● Excerto
== == ==
Opinião

50º aniversário da independência de STP – (As causas do estado atual da República de todos nós)

Este artigo em jeito de Carta Aberta não é dirigido a uma pessoa especifica, mas a todos os políticos e todos aqueles que governaram e governam São Tomé e Príncipe, direta ou indiretamente no decorrer deste percurso de 50 anos após a conquista da nossa Independência Nacional à 12 de Julho de 1975. É também para aqueles que, pelo seu conformismo, passividade, cumplicidade e deixa andar, permitiram que as coisas acontecessem e que originaram esta estagnação crónica e o atraso em que o Pais vive.

Se tivermos em conta que 50 anos é uma idade adulta, em situação normal não havia razões para o nosso fracasso, porque devíamos ter aprendido com o tempo e com os erros que cometemos. Devido a incúria, desorganização, incompetência que caracterizam aqueles que nos tem governado, o seguidismo e o facilitismo de boa parte de nós que nos levam por vezes a ter comportamentos corruptos sobretudo em relação a coisa pública, explica em parte o nosso insucesso.  Por outro lado, um dos grandes defeitos do são-tomense é não ter a coragem de reconhecer os seus erros, preferindo atribui-los sempre aos outros. 

Durante os 15 anos da chamada Primeira República, em vez de termos feito o esforço de reconhecer e superar as nossas insuficiências e o nosso atraso e termos a consciência que a caminhada para uma vida melhor que almejávamos exigia muito sacrifício e muito trabalho, andamos a perder muito tempo com pequenos conflitos entre nós e também a culpabilizar o regime colonial por tudo do mal que acontecia, quando nos faltava argumentos.

Entretanto, tínhamos a esperança que um regime democrático com eleições livres e justas a situação viria a mudar devido o surgimento de outras ideias, a pluralidade de opiniões, novos protagonistas e uma nova forma de governar o Pais.  Infelizmente, o que se veio a constatar é que as coisas não mudaram sobretudo em termos do desenvolvimento económico e social.

Na minha opinião, isto deveu-se a muitos fatores que estão na génesis da forma de ser das mulheres e homens são-tomenses. Confesso que por vezes estranha-me o comportamento de alguns dos nossos compatriotas perante as situações que dizem respeito a toda a comunidade. Duma maneira geral, ficamos pávidos e serenos e só reagimos apenas quando o mal nos toca diretamente.
== == ==
● Extrato de dados
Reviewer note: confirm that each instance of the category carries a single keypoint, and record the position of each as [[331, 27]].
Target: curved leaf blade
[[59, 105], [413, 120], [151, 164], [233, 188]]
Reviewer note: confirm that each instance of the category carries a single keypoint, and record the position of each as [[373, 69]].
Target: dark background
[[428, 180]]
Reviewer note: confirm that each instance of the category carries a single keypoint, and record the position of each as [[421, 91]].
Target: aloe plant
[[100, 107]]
== == ==
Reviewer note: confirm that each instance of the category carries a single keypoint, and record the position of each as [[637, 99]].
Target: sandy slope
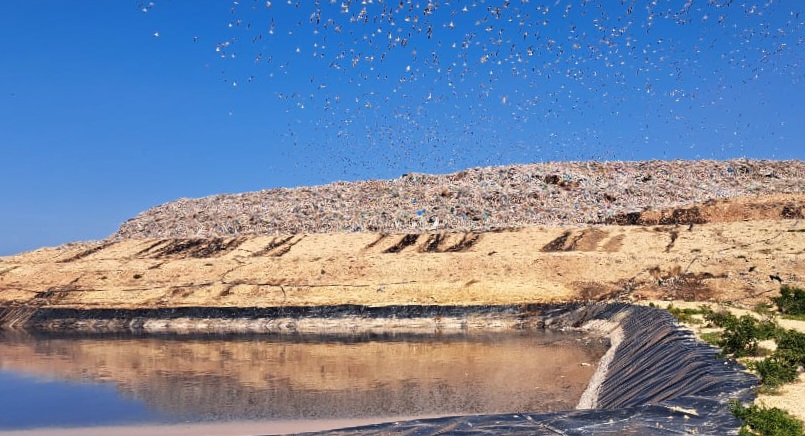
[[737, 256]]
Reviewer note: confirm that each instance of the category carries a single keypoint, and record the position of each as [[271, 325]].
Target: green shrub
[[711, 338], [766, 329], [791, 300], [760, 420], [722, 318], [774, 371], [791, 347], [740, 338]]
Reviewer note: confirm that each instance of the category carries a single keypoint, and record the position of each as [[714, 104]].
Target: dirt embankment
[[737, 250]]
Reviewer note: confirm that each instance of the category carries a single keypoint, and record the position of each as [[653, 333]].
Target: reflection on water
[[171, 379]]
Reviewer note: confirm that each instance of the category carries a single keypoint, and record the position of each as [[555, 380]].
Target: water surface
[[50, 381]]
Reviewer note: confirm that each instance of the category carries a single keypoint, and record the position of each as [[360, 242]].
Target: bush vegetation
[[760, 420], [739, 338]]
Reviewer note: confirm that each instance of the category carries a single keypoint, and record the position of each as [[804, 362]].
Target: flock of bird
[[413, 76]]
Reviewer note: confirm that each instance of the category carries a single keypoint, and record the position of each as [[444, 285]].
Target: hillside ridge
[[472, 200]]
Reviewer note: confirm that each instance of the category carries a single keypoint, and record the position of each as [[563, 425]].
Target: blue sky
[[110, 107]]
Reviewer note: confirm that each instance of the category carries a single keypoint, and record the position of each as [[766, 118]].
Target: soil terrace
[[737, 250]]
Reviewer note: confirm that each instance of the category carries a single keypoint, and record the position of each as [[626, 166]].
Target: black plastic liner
== == ==
● Tarefas escritas
1/ Responda, com base no artigo de opinião sobre os 50 anos da independência de São Tomé e Príncipe:
(a) Em que data foi conquistada a independência nacional?
(b) Quantos anos durou a chamada Primeira República?
(c) Qual é, segundo o artigo, um dos grandes defeitos do são-tomense?
2/ Prossiga a redação do artigo de opinião sobre os 50 anos da independência de São Tomé e Príncipe, a partir do ponto em que ele termina.
Os dados apresentados não têm qualquer relação com o artigo de opinião.

● Resultados por tarefa
1/
(a) A 12 de julho de 1975.
(b) Durou 15 anos.
(c) Não ter a coragem de reconhecer os seus erros, preferindo atribuí-los sempre aos outros.

2/
Os Partidos que surgiram depois da instauração do sistema multipartidário, os seus responsáveis, quase todos eram oriundos do MLSTP, alguns deles dirigentes da cúpula desse Partido que, por disputas de protagonismo ou por desentendimentos por vezes forjados, afastaram-se e criaram outros Partidos Políticos, levando com eles os mesmos hábitos do Regime do Partido Único. Agora pergunto: qual é a moral que essa gente tinha e tem para criticar o MLSTP? Devido essa incoerência, hoje, o resultado está à vista!

Durante os 35 anos do regime democrático, tanto o MLSTP como quase todos os Partidos Políticos surgidos em São Tomé e Príncipe governaram sozinhos ou coligados. Costumo dizer que já se experimentou aqui no País todos os modelos de governação existentes e nenhum deles funcionou, por que será?

Muitos desses Partidos estiveram na governação mais que uma vez. O caso paradigmático do Partido ADI-Ação Democrática Independente, bateu o record 4 vezes e sempre com o mesmo Primeiro Ministro, com exceção desses 2 anos que faltam para completar a atual legislatura, devido a crise surgida no seio desse mesmo Partido e que afastou Patrice Trovoada da governação.

Apesar de ter tido maior longevidade na governação, Patrice Trovoada sempre se desresponsabilizou da situação dramática que se vive no Pais em todos os aspetos, atribuído toda a culpa ao seu principal rival, o MLSTP.

Esses dois anos da maioria absoluta do ADI fez muito mal ao Pais e a nossa democracia porque na verdade, vivíamos mais num regime autocrático disfarçado em democracia. Como consequência, o Pais viveu constantemente um período de grande tensão e de crise, até que houve uma implosão no seio do próprio ADI, porque a situação tornou-se insustentável mesmo para os membros e militantes desse Partido Político.

Continua-se como velho hábito de acusar uns aos outros de deixar o ´´cofre vazio“, quando saem do Poder. No fundo, todos são responsáveis do desastre do Pais, claro que, alguns com maior dose de culpa.

Apesar dessa situação dramática que se vive, nota-se muita indiferença na classe política, sobretudo da Oposição. Até parece que os Partidos Políticos já não têm solução para o Pais e vão para o poder de forma oportunista apenas para resolver os seus problemas pessoais.

Para além dos problemas económicos e sociais crónicos, temos outros de caracter urgentes que devem ser resolvidos com urgência. Enfim… alias, em vez de resolvermos os problemas existentes, criamos outros. Refiro-me por exemplo, ao crime de 25 de Novembro de 2022. É preciso que os políticos tenham em conta que São Tome e Príncipe não terá uma paz verdadeira se esse problema não for devidamente resolvido e quanto mais cedo melhor. Digo isso porque, nota-se claramente que se pretende apagar esse crime hediondo sem precedente no Pais.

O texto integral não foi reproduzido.